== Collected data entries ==
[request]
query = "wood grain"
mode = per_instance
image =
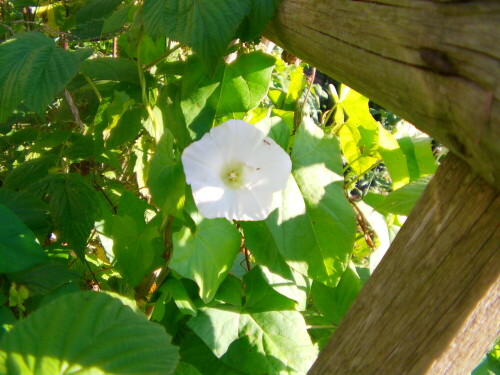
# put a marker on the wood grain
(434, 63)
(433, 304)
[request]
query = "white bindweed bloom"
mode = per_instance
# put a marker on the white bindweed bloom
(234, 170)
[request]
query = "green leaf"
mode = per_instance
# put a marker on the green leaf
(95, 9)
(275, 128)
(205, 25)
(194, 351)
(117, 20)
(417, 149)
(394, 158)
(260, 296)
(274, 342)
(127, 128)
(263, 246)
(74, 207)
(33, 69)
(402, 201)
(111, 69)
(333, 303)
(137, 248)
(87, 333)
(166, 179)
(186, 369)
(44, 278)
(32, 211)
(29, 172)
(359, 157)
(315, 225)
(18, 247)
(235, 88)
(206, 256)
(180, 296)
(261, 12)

==

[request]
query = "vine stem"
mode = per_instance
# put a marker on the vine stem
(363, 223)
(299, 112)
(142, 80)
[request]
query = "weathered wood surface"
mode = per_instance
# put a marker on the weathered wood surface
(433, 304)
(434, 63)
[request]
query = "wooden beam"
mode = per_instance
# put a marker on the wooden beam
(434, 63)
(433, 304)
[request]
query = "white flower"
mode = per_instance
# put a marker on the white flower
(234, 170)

== What is being asked ==
Copy out all lines from the records where the word "query" appears.

== Answer area ==
query = "wood grain"
query = "white bindweed bloom"
query = "green leaf"
query = "vine stem"
query = "weathered wood surface"
query = "wooden beam"
query = "white flower"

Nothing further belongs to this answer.